# Task
Render every entry verbatim.

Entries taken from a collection
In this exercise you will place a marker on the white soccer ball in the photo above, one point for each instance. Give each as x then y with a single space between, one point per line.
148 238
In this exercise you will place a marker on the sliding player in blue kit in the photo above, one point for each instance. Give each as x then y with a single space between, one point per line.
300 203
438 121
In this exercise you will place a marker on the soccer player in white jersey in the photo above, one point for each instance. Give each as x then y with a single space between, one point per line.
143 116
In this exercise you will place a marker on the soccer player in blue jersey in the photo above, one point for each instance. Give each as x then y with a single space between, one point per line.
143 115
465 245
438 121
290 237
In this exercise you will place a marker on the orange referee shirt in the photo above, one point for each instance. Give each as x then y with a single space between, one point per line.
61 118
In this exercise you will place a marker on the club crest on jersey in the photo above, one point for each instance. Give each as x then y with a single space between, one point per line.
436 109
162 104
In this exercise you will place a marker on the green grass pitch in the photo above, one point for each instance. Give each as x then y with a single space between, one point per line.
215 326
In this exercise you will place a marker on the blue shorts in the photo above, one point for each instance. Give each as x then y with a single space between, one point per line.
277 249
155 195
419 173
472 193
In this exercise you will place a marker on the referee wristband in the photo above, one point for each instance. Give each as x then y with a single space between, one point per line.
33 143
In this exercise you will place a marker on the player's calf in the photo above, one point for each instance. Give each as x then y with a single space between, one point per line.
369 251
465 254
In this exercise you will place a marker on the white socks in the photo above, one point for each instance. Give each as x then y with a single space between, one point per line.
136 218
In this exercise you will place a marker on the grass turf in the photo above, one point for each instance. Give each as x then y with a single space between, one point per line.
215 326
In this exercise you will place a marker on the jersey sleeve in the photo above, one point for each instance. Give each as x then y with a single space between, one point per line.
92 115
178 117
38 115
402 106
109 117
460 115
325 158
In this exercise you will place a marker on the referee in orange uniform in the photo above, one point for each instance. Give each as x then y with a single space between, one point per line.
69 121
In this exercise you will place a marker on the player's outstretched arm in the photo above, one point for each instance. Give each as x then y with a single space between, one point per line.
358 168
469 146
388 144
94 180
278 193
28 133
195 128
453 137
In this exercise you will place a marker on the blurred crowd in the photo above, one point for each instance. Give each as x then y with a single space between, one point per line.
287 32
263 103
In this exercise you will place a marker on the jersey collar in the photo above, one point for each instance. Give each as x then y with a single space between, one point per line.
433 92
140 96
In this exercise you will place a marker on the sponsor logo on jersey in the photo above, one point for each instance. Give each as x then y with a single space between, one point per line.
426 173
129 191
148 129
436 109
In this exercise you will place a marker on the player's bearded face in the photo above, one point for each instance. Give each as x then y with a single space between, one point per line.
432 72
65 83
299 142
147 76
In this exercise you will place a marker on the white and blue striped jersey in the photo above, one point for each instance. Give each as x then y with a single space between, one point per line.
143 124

# Final answer
In this exercise you will place a marker on the white soccer ball in the photo above, one point for each instance. Give each as x then y with a single space between, one point per line.
148 238
In this exercise you will place a marker on the sliding player in blue kit in the photo above, one point for each instance. Give each as x then y with a single space between, one point per line.
300 203
438 121
In this exercise you will place a marker on the soccer player in white jersey in the photo above, one point for each instance. Give each as x then y with a single space between, one point per line.
143 116
In this exercise you will place a marker on the soccer player in blue jersey in the photo above, one point for each instance. Give each as x then y with a single space between, one point per line.
143 115
465 245
438 121
290 237
In this exercise you will place a marker on the orange referee shirt in the photo above, one point for each instance. Give each as x then y with a single space between, one point per line.
61 118
In this exercise you will place a marker on the club crest on jersey in the photo above, one point for each instance. Give each as x then y with a single space between, one point per line.
436 109
162 104
In this exercise you will place a marker on the green grass pitch in the photo above, one point for each instance. Give each as x then y with a single space between, one point per line.
215 326
In this exercise you will place a marker on the blue shorts in the photo above, one point for each instance. Give each as x then y with a single space between, one point per line.
277 249
155 195
419 173
472 193
In this exercise you will place a marker on the referee wristband in the photo above, one point for each instance. Give each as x then y with a single space between, one point per line.
33 143
In this exercise you will place a marker on the player's calf in the photo above, one point for each instance. Give each as x then y with a single space between, one point per line.
369 251
465 254
In this exercise you will place a marker on the white socks in the photo above, one point for each instance. Give each as x then y with a single space between, one point per line.
136 218
In this exercise you will place a marker on the grass turf in the photo above, one point for each instance. Give each as x then y with a single space between, one point per line.
215 326
In this exercise you will place a marker on the jersey sleeve in the photo above, one point for each instance. Give each as x then y with a single space between, one point per line.
92 115
178 117
38 115
402 106
109 117
460 115
325 158
In this exercise you will place a marker on the referee in orange uniform in the photo above, one point for each instance. Give each as x then y with a single space between, one point per line.
69 121
In this exercise you will place a marker on the player's outstretched arm in the photo above, one point for each instance. Give each as x then y with a single space between, one point per line.
358 168
469 146
388 144
94 180
278 193
28 133
195 128
453 137
In this exercise you will place a marker on the blurred crowd in the photo above, one point for each instance. Give each as x then y with a single space between, one point per line.
287 32
263 103
In this exercise you will place a marker on the jersey collar in the photo above, one point for each instance. Give each as x then y with a single space between, one point per line.
433 92
140 96
In this exercise you will place a marker on the sponsor logo on jersey in the photo above, one point for each instance. Give each as x then y with a single space between, one point per line.
426 173
129 191
148 129
436 109
In this exercise you will place a marker on the player's bearded face in the photo above, one point for each instance. Give each as x then y with a single space between, one point per line.
432 72
65 83
299 142
147 76
In this exercise you will place a marker on the white and blue striped jersey in the photo above, one point for each instance. Give each as x then y with a single space between, one point per line.
143 124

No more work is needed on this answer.